*** Data entries ***

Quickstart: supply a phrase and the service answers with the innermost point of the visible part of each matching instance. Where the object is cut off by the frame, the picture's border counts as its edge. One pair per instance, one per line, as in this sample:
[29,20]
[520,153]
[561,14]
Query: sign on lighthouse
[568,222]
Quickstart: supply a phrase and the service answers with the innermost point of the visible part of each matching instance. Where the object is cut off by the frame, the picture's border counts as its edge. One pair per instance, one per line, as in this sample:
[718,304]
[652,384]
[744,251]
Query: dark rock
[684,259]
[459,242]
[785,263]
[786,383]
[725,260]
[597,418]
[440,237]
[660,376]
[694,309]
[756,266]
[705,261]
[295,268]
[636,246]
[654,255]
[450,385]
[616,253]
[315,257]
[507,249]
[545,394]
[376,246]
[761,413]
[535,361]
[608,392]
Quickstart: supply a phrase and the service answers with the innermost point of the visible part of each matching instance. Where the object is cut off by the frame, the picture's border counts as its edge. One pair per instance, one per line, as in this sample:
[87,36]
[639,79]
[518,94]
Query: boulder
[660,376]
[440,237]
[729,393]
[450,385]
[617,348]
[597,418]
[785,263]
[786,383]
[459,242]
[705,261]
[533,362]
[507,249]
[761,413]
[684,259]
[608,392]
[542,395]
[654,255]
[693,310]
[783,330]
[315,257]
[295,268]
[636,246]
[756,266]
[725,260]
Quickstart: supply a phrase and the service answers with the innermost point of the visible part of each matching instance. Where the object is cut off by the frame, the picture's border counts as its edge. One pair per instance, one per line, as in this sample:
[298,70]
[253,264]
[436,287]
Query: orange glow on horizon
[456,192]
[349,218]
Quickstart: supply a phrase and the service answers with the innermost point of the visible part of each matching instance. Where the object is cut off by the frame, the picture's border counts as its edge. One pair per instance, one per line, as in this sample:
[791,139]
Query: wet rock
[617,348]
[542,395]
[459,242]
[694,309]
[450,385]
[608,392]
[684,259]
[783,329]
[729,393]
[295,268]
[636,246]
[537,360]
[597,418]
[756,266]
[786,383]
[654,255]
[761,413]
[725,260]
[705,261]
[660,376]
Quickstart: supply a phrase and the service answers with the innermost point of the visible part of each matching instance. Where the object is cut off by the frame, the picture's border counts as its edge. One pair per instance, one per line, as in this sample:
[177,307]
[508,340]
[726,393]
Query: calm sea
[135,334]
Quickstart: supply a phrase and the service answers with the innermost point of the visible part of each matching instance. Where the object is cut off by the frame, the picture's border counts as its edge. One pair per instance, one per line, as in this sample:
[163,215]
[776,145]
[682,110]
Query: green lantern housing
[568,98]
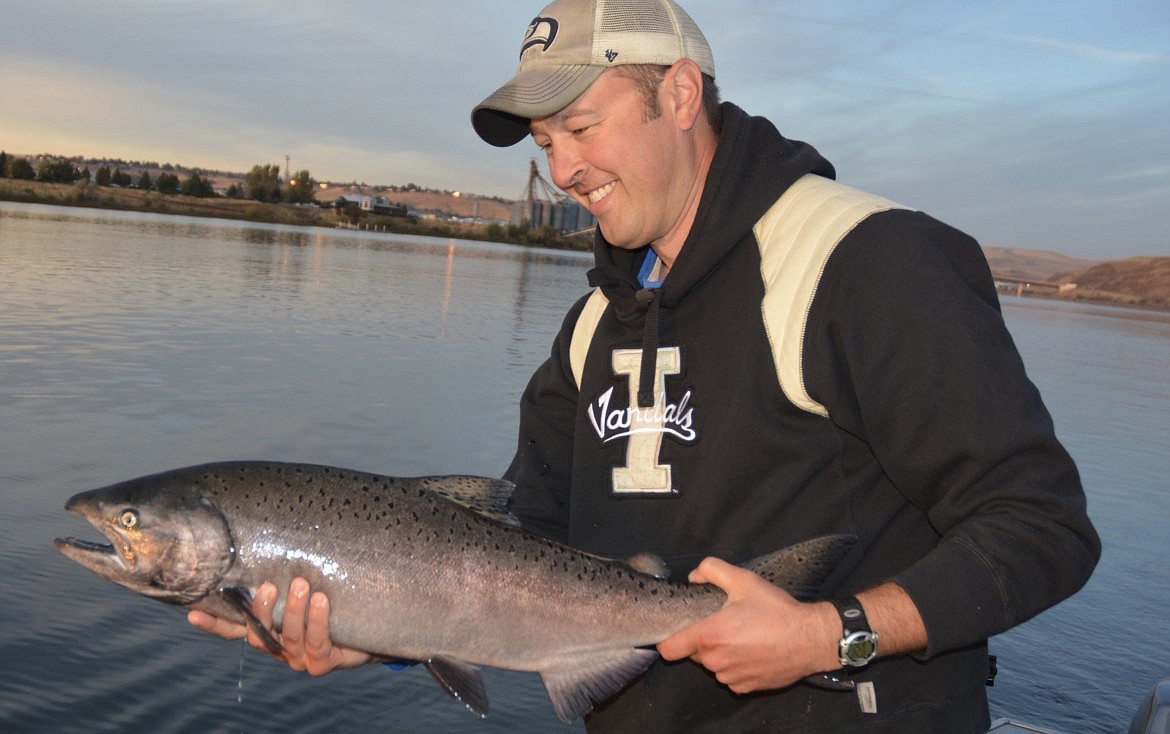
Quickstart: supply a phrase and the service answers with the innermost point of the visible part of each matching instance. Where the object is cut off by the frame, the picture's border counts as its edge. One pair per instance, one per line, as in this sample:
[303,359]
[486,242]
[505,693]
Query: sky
[1041,124]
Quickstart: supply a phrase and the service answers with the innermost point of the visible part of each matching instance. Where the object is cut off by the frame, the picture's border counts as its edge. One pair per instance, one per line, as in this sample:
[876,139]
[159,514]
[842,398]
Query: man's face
[625,169]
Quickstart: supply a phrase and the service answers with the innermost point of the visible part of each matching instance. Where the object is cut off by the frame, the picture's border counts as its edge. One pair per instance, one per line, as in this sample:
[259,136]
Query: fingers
[291,622]
[217,625]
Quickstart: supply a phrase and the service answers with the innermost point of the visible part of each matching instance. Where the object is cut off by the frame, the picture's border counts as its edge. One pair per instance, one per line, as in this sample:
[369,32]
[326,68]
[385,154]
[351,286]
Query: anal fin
[576,690]
[462,681]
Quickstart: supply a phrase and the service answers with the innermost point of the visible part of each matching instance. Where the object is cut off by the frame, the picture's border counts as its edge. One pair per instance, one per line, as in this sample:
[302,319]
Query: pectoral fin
[462,681]
[241,599]
[576,690]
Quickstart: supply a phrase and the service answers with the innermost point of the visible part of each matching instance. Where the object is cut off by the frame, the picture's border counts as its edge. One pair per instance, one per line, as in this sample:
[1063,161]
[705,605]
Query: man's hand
[307,646]
[762,638]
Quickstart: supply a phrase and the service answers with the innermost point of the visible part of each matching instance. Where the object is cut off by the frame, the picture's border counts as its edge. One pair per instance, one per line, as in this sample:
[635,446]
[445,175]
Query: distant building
[542,205]
[376,205]
[566,214]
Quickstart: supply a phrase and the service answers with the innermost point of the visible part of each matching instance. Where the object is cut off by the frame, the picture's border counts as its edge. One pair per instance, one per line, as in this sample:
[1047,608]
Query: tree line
[263,183]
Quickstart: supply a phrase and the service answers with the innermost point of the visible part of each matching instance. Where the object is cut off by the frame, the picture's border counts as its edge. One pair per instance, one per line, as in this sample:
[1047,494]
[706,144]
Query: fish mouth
[89,554]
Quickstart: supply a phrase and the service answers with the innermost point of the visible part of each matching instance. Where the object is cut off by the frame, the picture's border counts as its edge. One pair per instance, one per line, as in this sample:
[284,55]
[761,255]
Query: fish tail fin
[573,691]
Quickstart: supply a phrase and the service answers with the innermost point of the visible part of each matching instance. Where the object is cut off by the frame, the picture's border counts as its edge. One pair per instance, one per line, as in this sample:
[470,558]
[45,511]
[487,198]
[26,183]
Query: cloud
[1092,53]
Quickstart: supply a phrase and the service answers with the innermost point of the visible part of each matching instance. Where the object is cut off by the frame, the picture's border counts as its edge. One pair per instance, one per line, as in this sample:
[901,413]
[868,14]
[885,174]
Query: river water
[131,343]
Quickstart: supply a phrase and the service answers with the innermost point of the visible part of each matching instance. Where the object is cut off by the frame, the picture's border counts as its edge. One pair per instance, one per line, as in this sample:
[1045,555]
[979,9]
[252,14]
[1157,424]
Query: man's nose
[565,166]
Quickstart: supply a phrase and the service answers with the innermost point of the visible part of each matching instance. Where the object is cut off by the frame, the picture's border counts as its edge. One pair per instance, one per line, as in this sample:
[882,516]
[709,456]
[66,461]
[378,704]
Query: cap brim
[503,118]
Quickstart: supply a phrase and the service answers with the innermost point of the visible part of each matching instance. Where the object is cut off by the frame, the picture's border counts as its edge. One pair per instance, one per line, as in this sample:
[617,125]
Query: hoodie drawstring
[648,297]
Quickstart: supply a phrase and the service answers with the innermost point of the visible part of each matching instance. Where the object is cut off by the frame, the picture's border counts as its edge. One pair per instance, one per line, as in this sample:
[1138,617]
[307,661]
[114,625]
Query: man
[769,356]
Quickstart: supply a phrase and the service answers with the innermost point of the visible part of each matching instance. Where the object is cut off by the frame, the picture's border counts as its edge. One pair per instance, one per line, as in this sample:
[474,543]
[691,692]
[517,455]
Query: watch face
[862,650]
[859,649]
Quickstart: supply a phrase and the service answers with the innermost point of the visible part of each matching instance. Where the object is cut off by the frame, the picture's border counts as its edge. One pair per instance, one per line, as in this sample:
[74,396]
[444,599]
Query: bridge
[1023,286]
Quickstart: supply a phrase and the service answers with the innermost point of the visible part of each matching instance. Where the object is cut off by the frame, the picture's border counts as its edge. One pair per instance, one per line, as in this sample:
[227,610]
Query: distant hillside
[1136,281]
[1032,263]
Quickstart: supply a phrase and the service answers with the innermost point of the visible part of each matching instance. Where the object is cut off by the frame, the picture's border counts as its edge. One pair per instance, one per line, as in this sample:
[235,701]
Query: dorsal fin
[649,564]
[480,494]
[802,569]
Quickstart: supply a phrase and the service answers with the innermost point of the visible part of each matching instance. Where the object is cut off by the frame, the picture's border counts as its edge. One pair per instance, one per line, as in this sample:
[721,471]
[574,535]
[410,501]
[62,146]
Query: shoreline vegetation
[435,223]
[1140,282]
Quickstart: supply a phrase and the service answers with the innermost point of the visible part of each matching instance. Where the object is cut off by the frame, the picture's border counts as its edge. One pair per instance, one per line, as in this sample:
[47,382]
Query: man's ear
[683,84]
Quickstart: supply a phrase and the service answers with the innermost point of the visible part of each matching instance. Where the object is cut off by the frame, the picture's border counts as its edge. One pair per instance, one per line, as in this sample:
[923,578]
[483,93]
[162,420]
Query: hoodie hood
[754,164]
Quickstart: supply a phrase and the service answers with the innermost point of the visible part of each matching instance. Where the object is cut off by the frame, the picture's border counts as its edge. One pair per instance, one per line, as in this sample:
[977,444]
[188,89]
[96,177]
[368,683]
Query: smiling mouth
[597,194]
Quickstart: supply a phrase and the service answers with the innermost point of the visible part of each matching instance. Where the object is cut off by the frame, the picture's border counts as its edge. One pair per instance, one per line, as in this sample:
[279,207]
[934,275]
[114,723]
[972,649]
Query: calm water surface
[132,343]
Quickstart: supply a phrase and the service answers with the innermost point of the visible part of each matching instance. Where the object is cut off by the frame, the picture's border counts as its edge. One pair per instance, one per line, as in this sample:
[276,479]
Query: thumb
[721,574]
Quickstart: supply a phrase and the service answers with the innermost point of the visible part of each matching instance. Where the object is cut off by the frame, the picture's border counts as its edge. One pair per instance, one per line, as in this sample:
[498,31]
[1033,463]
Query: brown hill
[1135,281]
[1032,263]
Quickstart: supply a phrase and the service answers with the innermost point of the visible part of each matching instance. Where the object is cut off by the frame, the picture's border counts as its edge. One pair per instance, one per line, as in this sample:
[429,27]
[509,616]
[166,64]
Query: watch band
[858,644]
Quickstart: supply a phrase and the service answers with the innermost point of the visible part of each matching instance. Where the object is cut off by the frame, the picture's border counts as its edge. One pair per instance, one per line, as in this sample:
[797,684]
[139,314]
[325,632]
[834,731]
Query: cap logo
[541,32]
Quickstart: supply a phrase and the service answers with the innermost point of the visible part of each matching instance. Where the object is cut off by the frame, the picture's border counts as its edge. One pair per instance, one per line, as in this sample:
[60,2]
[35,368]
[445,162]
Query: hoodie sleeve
[542,467]
[908,350]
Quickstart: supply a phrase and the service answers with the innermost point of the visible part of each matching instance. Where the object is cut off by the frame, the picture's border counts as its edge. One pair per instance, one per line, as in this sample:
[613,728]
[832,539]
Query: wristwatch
[859,644]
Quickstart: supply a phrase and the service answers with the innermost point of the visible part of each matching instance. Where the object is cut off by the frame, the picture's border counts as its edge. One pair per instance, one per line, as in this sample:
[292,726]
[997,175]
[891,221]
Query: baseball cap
[570,43]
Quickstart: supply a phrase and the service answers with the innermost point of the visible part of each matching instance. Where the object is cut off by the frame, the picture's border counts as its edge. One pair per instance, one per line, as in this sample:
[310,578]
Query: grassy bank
[88,194]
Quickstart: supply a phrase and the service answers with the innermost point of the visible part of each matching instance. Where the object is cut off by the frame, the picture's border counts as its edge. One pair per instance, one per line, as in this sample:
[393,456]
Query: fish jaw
[167,543]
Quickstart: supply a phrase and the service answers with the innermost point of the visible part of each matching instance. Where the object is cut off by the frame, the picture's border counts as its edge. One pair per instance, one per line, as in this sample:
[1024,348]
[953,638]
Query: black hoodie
[933,447]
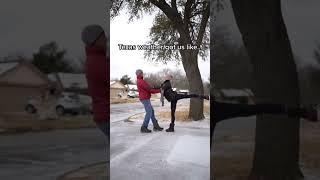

***

• **Objective**
Extract every line of the entries above that contains the word "mouth", treating uppercase and lowercase as different.

• **Response**
Query: fish mouth
Query: smiling mouth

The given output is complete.